| PROMPT |
Rewrite every row below as a numbered list, omitting any blank lines.

--- Begin MATERIAL SHOWN ---

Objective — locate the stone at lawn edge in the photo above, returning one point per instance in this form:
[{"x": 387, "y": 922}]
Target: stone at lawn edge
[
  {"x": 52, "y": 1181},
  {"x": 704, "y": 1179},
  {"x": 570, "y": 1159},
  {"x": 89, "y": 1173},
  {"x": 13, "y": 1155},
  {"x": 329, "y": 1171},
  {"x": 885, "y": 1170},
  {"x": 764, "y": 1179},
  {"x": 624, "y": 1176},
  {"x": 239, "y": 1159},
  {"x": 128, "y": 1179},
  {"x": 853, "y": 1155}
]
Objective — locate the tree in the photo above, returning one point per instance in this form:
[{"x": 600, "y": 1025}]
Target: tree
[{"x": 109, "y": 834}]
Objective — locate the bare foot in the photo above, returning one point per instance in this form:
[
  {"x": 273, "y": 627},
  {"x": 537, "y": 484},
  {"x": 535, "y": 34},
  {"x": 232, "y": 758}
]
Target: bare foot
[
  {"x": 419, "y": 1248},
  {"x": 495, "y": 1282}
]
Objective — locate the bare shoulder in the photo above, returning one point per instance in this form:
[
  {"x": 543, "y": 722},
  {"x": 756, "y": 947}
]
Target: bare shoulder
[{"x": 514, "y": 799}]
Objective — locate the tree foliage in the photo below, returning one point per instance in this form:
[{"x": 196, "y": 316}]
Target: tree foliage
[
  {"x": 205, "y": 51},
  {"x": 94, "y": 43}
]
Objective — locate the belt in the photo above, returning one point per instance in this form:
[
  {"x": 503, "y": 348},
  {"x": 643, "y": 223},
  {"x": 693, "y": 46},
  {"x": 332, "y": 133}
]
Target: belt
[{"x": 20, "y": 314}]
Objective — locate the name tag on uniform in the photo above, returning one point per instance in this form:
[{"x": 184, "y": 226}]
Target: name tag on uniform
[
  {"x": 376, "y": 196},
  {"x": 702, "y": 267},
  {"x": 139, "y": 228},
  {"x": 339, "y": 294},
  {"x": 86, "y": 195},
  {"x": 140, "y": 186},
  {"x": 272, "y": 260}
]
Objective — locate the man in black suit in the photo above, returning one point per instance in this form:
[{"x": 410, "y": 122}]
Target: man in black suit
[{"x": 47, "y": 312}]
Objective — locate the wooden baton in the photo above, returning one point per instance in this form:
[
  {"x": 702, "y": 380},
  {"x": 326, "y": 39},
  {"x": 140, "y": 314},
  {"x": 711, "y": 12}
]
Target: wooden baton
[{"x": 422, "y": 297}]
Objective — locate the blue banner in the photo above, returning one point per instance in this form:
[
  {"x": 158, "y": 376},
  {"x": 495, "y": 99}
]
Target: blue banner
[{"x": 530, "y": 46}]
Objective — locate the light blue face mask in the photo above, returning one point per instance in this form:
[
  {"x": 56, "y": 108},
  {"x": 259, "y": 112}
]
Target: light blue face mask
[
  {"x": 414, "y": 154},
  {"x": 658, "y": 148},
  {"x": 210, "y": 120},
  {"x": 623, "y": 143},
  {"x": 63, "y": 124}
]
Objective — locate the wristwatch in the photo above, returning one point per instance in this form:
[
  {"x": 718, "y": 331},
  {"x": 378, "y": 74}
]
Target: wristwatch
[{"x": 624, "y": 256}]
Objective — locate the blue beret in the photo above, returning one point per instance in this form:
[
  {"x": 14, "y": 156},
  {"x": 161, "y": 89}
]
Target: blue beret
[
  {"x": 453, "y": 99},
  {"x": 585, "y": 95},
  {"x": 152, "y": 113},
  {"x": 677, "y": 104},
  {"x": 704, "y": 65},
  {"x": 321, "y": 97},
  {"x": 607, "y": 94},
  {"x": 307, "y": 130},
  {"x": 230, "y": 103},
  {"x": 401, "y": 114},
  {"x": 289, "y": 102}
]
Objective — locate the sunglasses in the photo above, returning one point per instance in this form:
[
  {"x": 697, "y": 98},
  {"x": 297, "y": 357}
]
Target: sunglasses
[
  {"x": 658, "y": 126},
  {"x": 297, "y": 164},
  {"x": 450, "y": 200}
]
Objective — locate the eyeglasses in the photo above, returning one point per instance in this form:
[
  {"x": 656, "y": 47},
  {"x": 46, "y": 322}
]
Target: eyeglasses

--- End MATERIAL SHOWN ---

| ANSWER |
1. Objective — locate the stone at lawn edge in the photo above, returning one point per instance in this form:
2. [{"x": 387, "y": 922}]
3. Target: stone at lawn edge
4. [
5.   {"x": 52, "y": 1181},
6.   {"x": 704, "y": 1179},
7.   {"x": 570, "y": 1159},
8.   {"x": 89, "y": 1173},
9.   {"x": 13, "y": 1155},
10.   {"x": 329, "y": 1171},
11.   {"x": 885, "y": 1170},
12.   {"x": 764, "y": 1179},
13.   {"x": 624, "y": 1176},
14.   {"x": 239, "y": 1159},
15.   {"x": 128, "y": 1179},
16.   {"x": 853, "y": 1155}
17. ]
18. Objective — locate the tree in the photo above, returning one point per instance in this form:
19. [{"x": 600, "y": 1025}]
20. Target: tree
21. [{"x": 109, "y": 834}]
22. Objective — locate the bare foot in the photo above, returning one point per instance in this form:
23. [
24.   {"x": 273, "y": 627},
25.   {"x": 537, "y": 484},
26.   {"x": 535, "y": 34},
27.   {"x": 232, "y": 758}
28. ]
29. Target: bare foot
30. [
31.   {"x": 419, "y": 1248},
32.   {"x": 495, "y": 1282}
33. ]
34. Objective — locate the bare shoulder in the photo above, returning one point per instance in this form:
35. [
36.   {"x": 543, "y": 722},
37.   {"x": 756, "y": 947}
38. ]
39. Target: bare shoulder
40. [{"x": 514, "y": 799}]
41. Objective — locate the tree foliage in the photo below, returning one point per instance in this form:
42. [{"x": 196, "y": 316}]
43. Target: tree foliage
44. [
45.   {"x": 205, "y": 51},
46.   {"x": 94, "y": 43}
47. ]
48. Objective — locate the belt in the photo above, returning one point per instance in this form:
49. [
50.   {"x": 503, "y": 348},
51.   {"x": 643, "y": 223},
52.   {"x": 693, "y": 46},
53.   {"x": 332, "y": 133}
54. ]
55. Target: belt
56. [{"x": 20, "y": 314}]
57. Objective — locate the name tag on uniform in the photo above, returning one point per instance in this form:
58. [{"x": 184, "y": 226}]
59. Target: name tag on uniform
60. [
61.   {"x": 376, "y": 196},
62.   {"x": 702, "y": 267},
63.   {"x": 139, "y": 228},
64.   {"x": 339, "y": 294},
65.   {"x": 86, "y": 195},
66.   {"x": 140, "y": 186},
67.   {"x": 272, "y": 260}
68. ]
69. Objective — locate the man in black suit in the photo above, returning one point per instance in this form:
70. [{"x": 410, "y": 122}]
71. Target: man in black suit
72. [{"x": 47, "y": 312}]
73. Objective — locate the wooden baton in the photo above, returning one point per instance in this form:
74. [
75.   {"x": 702, "y": 380},
76.   {"x": 326, "y": 39},
77.   {"x": 140, "y": 314},
78.   {"x": 711, "y": 12}
79. ]
80. Target: wooden baton
81. [{"x": 422, "y": 297}]
82. Objective — locate the blue banner in the photo above, returning one point per instance in this form:
83. [
84.   {"x": 158, "y": 376},
85.   {"x": 495, "y": 99}
86. ]
87. Target: blue banner
88. [{"x": 530, "y": 46}]
89. Objective — locate the light blue face mask in the photo above, returning one point per instance in this form:
90. [
91.   {"x": 56, "y": 108},
92.   {"x": 259, "y": 112}
93. ]
94. Target: light blue face mask
95. [
96.   {"x": 414, "y": 154},
97.   {"x": 658, "y": 148},
98.   {"x": 210, "y": 120},
99.   {"x": 623, "y": 143},
100.   {"x": 63, "y": 124}
101. ]
102. Objective — locate the wristwatch in the photo above, returning one point per instance in this form:
103. [
104.   {"x": 718, "y": 331},
105.   {"x": 378, "y": 74}
106. ]
107. Target: wristwatch
108. [{"x": 624, "y": 256}]
109. Objective — locate the blue beret in the photo above, returning one point per instance in this form:
110. [
111.   {"x": 14, "y": 156},
112.   {"x": 161, "y": 89}
113. ]
114. Target: blue beret
115. [
116.   {"x": 453, "y": 99},
117.   {"x": 585, "y": 95},
118.   {"x": 152, "y": 113},
119.   {"x": 677, "y": 104},
120.   {"x": 704, "y": 65},
121.   {"x": 321, "y": 97},
122.   {"x": 607, "y": 94},
123.   {"x": 307, "y": 130},
124.   {"x": 230, "y": 103},
125.   {"x": 401, "y": 114},
126.   {"x": 289, "y": 102}
127. ]
128. Objective — locate the sunglasses in the photo above, returning one point per instance in this form:
129. [
130.   {"x": 697, "y": 98},
131.   {"x": 297, "y": 357}
132. ]
133. Target: sunglasses
134. [
135.   {"x": 658, "y": 126},
136.   {"x": 297, "y": 164},
137.   {"x": 450, "y": 200}
138. ]
139. Objective — locate the eyeglasses in the photo above, returning one point per instance in this form:
140. [
141.   {"x": 656, "y": 47},
142.   {"x": 46, "y": 322}
143. ]
144. Target: eyeglasses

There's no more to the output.